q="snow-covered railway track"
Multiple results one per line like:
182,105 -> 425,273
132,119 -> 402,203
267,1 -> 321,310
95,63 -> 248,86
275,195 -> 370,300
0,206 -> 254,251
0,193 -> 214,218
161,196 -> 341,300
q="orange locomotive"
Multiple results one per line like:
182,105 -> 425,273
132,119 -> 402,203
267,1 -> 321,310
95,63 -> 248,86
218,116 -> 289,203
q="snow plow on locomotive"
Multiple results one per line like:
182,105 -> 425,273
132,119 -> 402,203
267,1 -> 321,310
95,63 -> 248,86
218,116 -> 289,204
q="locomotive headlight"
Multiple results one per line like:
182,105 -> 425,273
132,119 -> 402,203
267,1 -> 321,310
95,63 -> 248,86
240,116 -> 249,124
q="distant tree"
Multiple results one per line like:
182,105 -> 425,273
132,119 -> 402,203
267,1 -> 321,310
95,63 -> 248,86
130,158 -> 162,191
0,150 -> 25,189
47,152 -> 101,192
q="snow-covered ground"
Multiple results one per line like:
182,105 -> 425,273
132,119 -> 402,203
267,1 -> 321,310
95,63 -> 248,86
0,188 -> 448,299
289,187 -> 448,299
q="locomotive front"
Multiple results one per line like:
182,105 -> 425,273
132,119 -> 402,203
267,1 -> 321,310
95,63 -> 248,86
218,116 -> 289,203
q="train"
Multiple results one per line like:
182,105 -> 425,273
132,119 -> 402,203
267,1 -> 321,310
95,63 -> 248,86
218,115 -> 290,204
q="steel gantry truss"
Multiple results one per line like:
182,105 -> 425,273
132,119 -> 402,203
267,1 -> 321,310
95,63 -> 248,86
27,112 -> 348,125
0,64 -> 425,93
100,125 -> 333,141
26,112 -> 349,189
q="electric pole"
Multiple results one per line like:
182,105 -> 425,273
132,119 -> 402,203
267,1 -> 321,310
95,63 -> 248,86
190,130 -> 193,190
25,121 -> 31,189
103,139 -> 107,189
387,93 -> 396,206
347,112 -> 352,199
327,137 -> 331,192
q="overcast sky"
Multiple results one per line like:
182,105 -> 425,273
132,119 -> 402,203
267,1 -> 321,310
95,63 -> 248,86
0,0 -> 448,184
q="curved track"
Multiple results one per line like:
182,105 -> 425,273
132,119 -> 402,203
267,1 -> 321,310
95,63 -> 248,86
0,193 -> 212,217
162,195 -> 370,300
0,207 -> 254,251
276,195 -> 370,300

────────

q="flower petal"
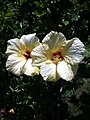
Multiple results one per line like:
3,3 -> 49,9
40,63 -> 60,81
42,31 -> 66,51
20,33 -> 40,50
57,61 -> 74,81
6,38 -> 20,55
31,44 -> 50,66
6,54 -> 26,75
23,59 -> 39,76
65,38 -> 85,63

────────

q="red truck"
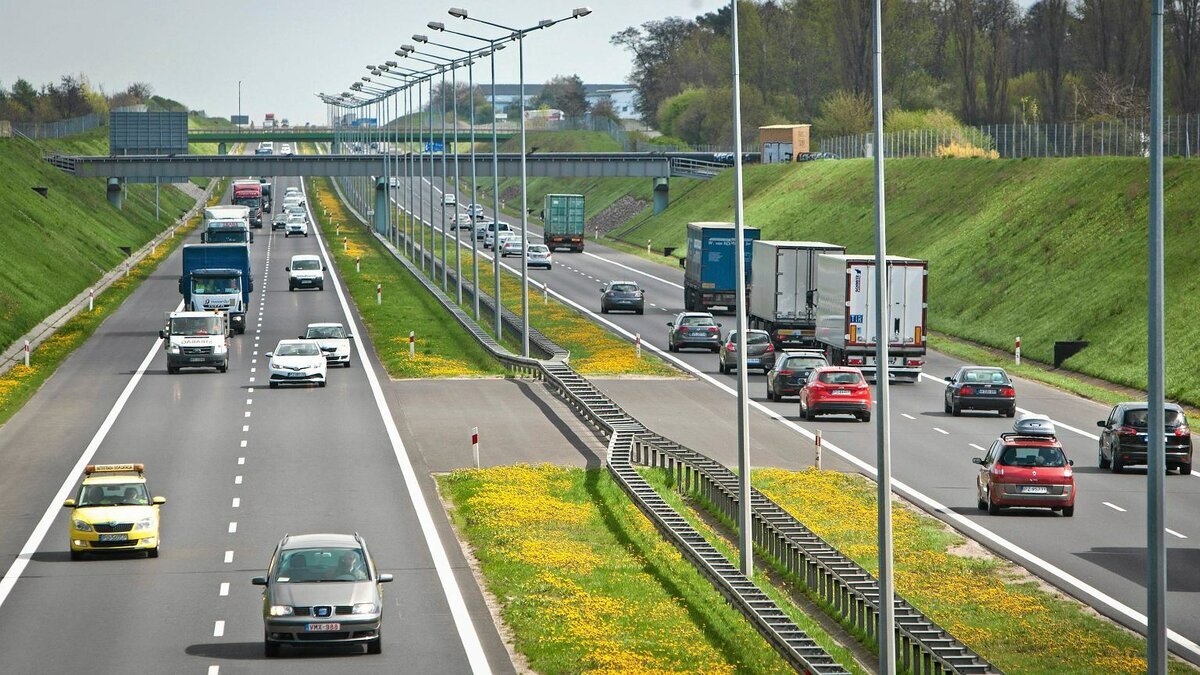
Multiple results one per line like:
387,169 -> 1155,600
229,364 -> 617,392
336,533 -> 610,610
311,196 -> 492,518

────────

[GIVEN INSTRUCTION] Collect every line of the material above that contains the string "locomotive". Matching is case-sensitive.

[RESPONSE BELOW]
q="orange locomotive"
q="snow plow on locomotive"
q="locomotive headlight"
q="locomotive front"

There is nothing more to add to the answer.